**Instruction**. Reproduce the records below word for word, omitting the pictures.

### Extracted information ###

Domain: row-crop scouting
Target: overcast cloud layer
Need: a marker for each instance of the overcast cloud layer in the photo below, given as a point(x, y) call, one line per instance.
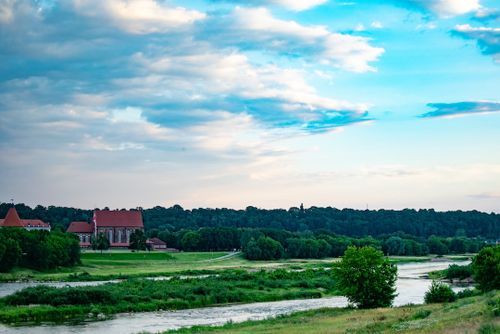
point(235, 103)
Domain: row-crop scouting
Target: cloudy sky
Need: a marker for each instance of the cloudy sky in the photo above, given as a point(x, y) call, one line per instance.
point(227, 103)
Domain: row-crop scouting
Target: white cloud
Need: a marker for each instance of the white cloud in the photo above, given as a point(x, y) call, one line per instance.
point(488, 39)
point(299, 5)
point(139, 16)
point(447, 8)
point(258, 25)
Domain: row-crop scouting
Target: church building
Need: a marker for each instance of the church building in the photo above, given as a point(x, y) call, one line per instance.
point(116, 225)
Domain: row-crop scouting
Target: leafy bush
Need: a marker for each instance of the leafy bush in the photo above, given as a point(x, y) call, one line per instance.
point(38, 250)
point(421, 314)
point(439, 293)
point(466, 293)
point(366, 277)
point(486, 268)
point(460, 272)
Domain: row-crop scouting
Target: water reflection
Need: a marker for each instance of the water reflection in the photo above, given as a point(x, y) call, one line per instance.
point(410, 287)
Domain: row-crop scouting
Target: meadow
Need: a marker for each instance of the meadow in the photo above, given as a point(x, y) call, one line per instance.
point(123, 264)
point(43, 303)
point(479, 314)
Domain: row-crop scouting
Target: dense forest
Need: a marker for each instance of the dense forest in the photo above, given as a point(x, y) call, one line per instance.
point(347, 222)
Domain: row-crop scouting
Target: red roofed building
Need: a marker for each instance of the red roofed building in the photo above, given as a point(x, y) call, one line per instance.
point(12, 220)
point(116, 225)
point(155, 243)
point(84, 232)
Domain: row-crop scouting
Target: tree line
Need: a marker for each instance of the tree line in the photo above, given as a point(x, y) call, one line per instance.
point(40, 250)
point(267, 244)
point(348, 222)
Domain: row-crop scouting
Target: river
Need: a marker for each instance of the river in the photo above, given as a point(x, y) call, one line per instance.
point(410, 287)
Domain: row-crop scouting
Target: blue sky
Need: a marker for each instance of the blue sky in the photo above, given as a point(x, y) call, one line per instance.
point(271, 103)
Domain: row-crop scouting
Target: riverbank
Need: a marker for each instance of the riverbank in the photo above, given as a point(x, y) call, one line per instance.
point(124, 264)
point(469, 315)
point(45, 303)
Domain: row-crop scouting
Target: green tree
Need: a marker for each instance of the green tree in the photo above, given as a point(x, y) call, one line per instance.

###

**Response to this exercise**.
Domain: row-crop scouting
Target: overcast cloud layer
Need: a marker for each instance of the overcast cloud layer in the photo below, given as a point(x, y) call, one line per instance.
point(235, 103)
Domain: row-crop scouting
Target: cloudy sky
Need: a marker for each instance of the cloudy sky in the photo above, given as a point(x, y) call, one line per instance.
point(227, 103)
Domain: row-crop scouting
Target: white cloud
Need: a marker for each instance of the white cloud in the photo above, given as a point(x, y) call, one line per instance.
point(488, 39)
point(299, 5)
point(139, 16)
point(447, 8)
point(258, 25)
Domain: row-crop scouting
Target: church building
Need: a marker for each instance of the church building in the photo above, given as a point(x, y) call, one line per instance.
point(116, 225)
Domain: row-crop scouting
Target: leafy bush
Need: a marker for each instance of the leafy bush in the photo above, given as a point(x, y) call, one line per instance.
point(38, 250)
point(421, 314)
point(439, 293)
point(466, 293)
point(366, 277)
point(486, 268)
point(460, 272)
Domain: row-crop scouting
Target: water reflection
Need: a marker for each instance of the water reflection in the photo above, given as a point(x, y) call, one line per instance.
point(410, 287)
Domain: row-crop scouting
Target: meadow
Need: a marker for each instance of the meadow in the photo above, given as a point(x, y) call, one line per instance.
point(123, 264)
point(43, 303)
point(479, 314)
Domain: row-crop scouting
Target: dense forest
Need: a marker for each instance of the dense forest in the photo above, given as a point(x, y) call, one line per instance.
point(347, 222)
Domain: row-crop scouting
Target: red roofed building
Need: a marker for each instance of the red roofed building in the photo above, given as a point(x, y) call, one line per instance.
point(12, 220)
point(116, 225)
point(155, 243)
point(84, 232)
Domain: row-crop scouting
Target: tree line
Need: a marker for each instance of the tree line in the photo above, given as a point(x, y) call, one line per instance.
point(40, 250)
point(267, 244)
point(348, 222)
Domain: row-crop scouting
Target: river
Need: a marker for each instance of the river in the photo above, given as a point(x, y) call, one line per instance.
point(410, 287)
Domain: row-crop scouting
Target: blue sky
Need: a marker for each instance of the blue sky in the photo above, given as a point(x, y) call, one line per instance.
point(271, 103)
Domain: row-crop scouting
Target: riverbank
Need: a marker for each instance of the riverbank in the photo above, given as a point(x, y) call, one line per instance.
point(124, 264)
point(469, 315)
point(45, 303)
Domain: row-crop scouting
Target: green tree
Need: a marker for each instance of the green tree in the photo above, given as a point(x, y) call, one line per instance.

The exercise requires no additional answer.